PROVIDED RECORDS.

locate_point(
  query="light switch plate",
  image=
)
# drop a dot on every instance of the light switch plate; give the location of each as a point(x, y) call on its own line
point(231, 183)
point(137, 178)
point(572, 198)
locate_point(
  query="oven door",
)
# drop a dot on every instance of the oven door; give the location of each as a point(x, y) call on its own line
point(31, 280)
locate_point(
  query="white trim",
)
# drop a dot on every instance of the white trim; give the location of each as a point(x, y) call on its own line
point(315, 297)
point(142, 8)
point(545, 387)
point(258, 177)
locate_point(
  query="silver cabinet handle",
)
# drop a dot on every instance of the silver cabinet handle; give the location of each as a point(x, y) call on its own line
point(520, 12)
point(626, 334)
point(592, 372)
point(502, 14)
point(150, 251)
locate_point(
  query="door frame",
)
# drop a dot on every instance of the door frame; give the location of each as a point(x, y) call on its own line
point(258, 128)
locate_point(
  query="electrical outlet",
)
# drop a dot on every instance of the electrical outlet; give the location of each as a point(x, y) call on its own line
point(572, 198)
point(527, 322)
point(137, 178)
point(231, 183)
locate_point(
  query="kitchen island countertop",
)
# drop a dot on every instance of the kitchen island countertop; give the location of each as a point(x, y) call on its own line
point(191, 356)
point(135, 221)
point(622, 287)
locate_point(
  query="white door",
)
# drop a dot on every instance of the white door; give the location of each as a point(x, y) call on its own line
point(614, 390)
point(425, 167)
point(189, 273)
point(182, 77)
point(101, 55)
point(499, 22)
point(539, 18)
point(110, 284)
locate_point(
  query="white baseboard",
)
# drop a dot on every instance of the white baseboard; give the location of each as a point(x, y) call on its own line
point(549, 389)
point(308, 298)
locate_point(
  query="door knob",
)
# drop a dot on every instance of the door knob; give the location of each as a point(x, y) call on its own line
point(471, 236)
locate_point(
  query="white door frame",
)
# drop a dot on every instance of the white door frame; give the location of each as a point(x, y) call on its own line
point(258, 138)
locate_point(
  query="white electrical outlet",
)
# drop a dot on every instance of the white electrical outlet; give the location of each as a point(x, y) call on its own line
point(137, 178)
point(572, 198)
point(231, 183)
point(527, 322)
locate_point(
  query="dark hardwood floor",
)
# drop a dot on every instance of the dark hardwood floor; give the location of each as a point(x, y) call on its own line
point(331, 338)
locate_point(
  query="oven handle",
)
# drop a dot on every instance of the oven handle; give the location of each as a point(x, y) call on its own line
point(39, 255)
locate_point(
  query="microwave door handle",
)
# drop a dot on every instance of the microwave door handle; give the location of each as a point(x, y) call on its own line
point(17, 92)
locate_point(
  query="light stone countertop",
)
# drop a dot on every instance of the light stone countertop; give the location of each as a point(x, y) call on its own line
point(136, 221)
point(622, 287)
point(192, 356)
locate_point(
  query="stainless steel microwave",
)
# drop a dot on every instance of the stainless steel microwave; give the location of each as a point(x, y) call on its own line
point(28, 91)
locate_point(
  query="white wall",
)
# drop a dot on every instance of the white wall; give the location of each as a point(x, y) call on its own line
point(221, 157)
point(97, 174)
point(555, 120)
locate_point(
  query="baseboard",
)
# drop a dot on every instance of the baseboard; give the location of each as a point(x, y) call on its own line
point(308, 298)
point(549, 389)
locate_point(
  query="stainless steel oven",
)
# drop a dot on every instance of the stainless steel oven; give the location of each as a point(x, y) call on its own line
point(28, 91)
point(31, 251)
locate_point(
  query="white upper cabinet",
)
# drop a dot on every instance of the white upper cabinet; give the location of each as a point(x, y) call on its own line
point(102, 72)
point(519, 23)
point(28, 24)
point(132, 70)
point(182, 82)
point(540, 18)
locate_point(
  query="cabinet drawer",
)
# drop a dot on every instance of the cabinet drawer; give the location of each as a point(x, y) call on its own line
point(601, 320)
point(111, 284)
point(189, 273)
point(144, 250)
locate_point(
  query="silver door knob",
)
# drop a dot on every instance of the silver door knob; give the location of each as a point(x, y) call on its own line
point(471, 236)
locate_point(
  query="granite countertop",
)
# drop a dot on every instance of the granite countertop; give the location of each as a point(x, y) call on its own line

INSTRUCTIONS FOR THE TASK.
Reproduce everything from the start of the records down through the line containing "point(258, 138)", swapping "oven door" for "stove door" and changing nothing else.

WRITTEN RESPONSE.
locate_point(
  query="light switch plate",
  image=
)
# drop a dot on every instance of the light switch plate; give the location of each as a point(x, y) call on its own line
point(231, 183)
point(137, 178)
point(572, 198)
locate_point(
  query="stove door",
)
# drop a dot on every instance of the stove door; give the location of each as a point(x, y) call on its own line
point(31, 280)
locate_point(
  query="white trim",
)
# drop a dot on every instance of the white trim; give the location of each as a point(x, y) call on its own line
point(315, 297)
point(142, 8)
point(545, 387)
point(258, 177)
locate_point(
  query="silver cabinet handle",
)
# drop a dot on every instance of the silver cabinet handle; give the location of each as a point(x, y) call on its own line
point(520, 12)
point(626, 334)
point(592, 372)
point(502, 14)
point(150, 251)
locate_point(
  query="door frame",
)
# drop a dot on every instance of the door frame; give the location of each as a point(x, y) call on its own line
point(258, 128)
locate_point(
  query="electrical outlet",
)
# drop a dot on every instance of the electrical outlet; give the location of each as a point(x, y) call on its own line
point(572, 198)
point(527, 322)
point(137, 178)
point(231, 183)
locate_point(
  query="kitchen island countertop",
)
# drop a dot on every instance of the kitchen island countertop; give the location of each as a point(x, y) call on its own line
point(191, 356)
point(135, 221)
point(622, 287)
locate_point(
  query="white door",
)
# drop a dot on every instance of the white door; give the location of each as a point(x, y) call on its own line
point(614, 390)
point(425, 167)
point(189, 273)
point(182, 77)
point(101, 55)
point(499, 22)
point(539, 18)
point(110, 284)
locate_point(
  query="white baseboard",
)
# drop a dot on every instance of the white baseboard; give the location of each as a point(x, y) call on its own line
point(549, 389)
point(308, 298)
locate_point(
  query="door knob",
)
# drop a dot on every instance of the door knob; give the location of each as a point(x, y) call on its own line
point(471, 236)
locate_point(
  query="white door frame",
)
# drop a dot on every instance of the white door frame; give the location of each as a point(x, y) call on its own line
point(258, 138)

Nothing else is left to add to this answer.